## TASK ITEM:
There is one span to output from the data below: the lines starting at the line with "where the hazy" and ending at the line with "where the cloud". Output it exactly, ends included, nothing more.

***** EXTRACTED DATA *****

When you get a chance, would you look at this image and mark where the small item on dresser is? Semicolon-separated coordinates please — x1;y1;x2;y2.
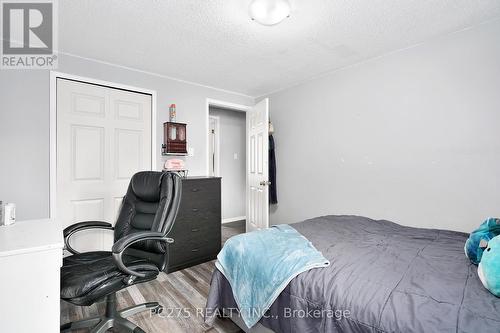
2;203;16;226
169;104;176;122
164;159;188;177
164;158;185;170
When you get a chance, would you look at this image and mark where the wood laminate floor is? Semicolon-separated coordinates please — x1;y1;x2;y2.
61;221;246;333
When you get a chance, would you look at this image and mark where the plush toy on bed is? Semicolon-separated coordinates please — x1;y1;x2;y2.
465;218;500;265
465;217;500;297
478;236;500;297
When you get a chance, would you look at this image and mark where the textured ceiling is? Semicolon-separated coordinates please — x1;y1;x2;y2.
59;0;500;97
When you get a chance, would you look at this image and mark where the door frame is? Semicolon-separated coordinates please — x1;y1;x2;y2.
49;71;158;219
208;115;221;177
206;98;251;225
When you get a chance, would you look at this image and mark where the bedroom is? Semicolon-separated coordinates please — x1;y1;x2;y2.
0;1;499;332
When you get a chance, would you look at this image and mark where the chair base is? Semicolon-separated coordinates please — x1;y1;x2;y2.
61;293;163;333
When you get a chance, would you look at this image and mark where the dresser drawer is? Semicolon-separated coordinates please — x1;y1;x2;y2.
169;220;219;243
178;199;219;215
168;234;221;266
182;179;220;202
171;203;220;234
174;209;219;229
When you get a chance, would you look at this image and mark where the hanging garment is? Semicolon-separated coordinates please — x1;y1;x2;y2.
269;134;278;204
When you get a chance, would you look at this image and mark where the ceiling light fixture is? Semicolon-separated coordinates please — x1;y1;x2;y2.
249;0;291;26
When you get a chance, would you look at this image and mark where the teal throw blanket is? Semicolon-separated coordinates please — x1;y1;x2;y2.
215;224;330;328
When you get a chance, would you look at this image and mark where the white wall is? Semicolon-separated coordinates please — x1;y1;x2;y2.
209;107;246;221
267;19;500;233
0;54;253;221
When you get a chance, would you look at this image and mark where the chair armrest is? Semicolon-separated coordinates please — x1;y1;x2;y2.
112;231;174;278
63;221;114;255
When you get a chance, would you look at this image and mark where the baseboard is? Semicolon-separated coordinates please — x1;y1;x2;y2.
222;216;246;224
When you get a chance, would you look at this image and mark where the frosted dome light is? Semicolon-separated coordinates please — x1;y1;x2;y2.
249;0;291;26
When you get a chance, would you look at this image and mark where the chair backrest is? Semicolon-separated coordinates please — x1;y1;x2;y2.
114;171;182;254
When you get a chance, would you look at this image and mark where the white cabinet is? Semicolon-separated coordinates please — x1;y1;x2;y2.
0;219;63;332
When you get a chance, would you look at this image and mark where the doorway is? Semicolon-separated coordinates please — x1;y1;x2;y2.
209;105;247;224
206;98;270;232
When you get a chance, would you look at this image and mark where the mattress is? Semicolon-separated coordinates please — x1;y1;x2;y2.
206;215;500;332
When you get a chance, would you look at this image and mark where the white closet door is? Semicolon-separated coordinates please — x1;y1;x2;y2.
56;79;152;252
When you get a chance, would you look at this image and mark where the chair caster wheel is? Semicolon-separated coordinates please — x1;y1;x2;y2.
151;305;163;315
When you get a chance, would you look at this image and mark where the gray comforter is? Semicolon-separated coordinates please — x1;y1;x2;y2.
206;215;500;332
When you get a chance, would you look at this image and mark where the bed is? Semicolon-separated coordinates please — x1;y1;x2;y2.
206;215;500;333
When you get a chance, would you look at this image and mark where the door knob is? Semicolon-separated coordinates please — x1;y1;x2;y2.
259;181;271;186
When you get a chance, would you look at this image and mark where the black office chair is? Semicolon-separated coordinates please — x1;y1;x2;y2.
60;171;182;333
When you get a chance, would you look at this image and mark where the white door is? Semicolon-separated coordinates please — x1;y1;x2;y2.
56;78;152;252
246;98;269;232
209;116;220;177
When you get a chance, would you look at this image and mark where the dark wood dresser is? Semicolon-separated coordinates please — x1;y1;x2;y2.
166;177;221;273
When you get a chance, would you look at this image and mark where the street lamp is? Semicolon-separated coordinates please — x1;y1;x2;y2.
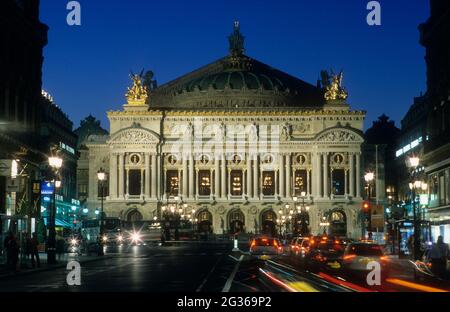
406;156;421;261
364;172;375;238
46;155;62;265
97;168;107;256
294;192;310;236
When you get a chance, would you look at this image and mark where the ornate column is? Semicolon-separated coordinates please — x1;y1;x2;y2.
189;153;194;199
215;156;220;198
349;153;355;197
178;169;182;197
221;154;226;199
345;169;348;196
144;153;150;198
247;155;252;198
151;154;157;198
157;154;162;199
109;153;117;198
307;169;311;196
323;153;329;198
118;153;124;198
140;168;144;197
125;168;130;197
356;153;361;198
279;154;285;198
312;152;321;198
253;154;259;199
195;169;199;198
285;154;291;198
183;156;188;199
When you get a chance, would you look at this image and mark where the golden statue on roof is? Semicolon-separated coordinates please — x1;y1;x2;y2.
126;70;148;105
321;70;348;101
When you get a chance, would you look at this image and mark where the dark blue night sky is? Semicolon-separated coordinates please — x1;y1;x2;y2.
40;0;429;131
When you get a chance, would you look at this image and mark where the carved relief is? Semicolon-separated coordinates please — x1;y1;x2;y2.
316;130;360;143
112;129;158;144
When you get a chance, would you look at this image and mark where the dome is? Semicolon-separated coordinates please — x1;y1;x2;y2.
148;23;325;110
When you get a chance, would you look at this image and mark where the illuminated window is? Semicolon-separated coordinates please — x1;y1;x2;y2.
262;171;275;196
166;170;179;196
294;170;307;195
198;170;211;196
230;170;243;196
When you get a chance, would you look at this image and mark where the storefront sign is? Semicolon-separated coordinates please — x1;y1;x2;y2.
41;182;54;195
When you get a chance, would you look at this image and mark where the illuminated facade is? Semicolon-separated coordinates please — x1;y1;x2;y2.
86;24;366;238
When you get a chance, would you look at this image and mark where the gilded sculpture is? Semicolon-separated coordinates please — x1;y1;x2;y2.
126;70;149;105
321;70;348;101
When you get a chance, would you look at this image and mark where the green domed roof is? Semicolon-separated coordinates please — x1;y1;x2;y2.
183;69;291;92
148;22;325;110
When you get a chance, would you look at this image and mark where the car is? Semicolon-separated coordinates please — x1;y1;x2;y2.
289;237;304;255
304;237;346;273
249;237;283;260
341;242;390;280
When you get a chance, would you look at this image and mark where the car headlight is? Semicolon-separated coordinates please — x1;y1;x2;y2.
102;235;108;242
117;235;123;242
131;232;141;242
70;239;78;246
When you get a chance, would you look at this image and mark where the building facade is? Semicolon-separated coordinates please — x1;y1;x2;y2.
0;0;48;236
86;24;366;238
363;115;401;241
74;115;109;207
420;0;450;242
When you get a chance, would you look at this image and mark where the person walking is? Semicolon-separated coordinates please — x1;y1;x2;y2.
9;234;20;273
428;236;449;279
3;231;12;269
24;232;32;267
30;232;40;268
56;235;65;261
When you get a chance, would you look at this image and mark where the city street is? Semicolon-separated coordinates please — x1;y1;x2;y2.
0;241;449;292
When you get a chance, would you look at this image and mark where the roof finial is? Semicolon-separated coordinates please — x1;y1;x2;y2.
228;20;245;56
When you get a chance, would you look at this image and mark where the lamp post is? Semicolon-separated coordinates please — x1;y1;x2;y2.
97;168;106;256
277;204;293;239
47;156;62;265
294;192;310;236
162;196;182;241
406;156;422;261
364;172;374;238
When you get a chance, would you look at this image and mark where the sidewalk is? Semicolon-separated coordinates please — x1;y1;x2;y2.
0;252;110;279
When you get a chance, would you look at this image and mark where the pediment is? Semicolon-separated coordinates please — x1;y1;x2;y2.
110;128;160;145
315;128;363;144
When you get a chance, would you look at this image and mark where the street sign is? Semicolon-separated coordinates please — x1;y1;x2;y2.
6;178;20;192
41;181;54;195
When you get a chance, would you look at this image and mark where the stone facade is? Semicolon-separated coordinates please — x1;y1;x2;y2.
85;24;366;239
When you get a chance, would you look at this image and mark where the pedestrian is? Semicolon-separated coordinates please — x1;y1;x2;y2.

*****
***** EXTRACTED DATA *****

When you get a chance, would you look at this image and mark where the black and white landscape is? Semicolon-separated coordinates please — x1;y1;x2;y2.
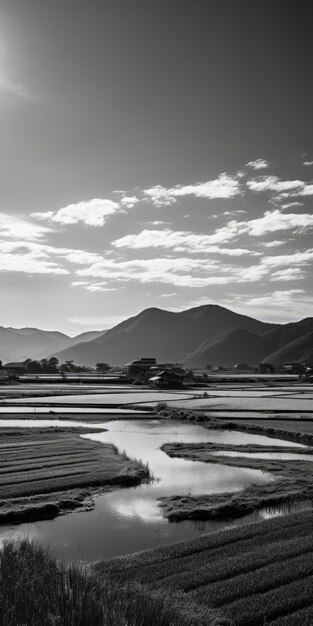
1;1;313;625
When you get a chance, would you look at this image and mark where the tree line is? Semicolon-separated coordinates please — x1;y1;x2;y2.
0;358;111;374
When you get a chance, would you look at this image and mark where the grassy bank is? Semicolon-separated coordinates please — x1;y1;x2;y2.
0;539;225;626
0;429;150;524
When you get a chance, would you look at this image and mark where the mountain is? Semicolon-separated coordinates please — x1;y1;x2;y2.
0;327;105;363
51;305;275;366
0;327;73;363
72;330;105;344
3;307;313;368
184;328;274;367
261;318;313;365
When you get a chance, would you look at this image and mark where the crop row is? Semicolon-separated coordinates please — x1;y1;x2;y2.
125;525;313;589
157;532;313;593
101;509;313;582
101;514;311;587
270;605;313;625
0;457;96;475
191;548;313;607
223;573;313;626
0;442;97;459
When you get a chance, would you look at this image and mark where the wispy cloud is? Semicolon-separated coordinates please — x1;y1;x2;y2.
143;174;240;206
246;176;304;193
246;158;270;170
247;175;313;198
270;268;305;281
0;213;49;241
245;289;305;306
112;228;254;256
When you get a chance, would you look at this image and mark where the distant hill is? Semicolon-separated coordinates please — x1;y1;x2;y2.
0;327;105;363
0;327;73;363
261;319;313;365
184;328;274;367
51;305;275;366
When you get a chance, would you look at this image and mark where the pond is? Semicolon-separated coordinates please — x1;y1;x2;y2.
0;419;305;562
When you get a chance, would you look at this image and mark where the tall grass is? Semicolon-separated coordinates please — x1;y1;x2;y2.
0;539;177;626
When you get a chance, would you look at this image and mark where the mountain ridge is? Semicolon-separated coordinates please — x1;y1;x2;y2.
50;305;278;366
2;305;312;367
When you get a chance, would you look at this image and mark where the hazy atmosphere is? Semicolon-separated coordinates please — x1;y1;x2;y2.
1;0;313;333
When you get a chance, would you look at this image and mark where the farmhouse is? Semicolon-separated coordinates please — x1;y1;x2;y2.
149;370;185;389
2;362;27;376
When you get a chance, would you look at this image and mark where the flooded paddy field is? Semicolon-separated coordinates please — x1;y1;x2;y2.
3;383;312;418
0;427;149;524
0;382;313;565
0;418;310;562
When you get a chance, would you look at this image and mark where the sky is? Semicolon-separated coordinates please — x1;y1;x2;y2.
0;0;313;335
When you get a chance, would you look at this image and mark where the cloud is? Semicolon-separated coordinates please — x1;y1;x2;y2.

*****

## EXERCISE OUTPUT:
When you get a chance, would you look at this image and mark where the hazy atmosphere is? Semicolon-separated coordinates please — x1;y1;x2;y2.
1;0;313;333
When you get a chance, would you look at this image and mark where the farmhouse is? Semicolon-separated coordinates please — x1;y1;x2;y2.
149;370;185;389
2;362;27;376
When you get a chance, would you look at this image and mark where the flooded paddy field is? Semicolon-separated coordinates please — x1;y1;x2;y2.
3;383;312;418
0;427;149;524
0;382;313;565
0;418;310;562
When you get a chance, would you look at this image and mark where the sky is? Semicolon-separated coordinates please — x1;y1;x2;y2.
0;0;313;335
When you get a chance, would you look at this image and mark where the cloud is? Semicolon-separated coordinates please — x1;y1;x2;y2.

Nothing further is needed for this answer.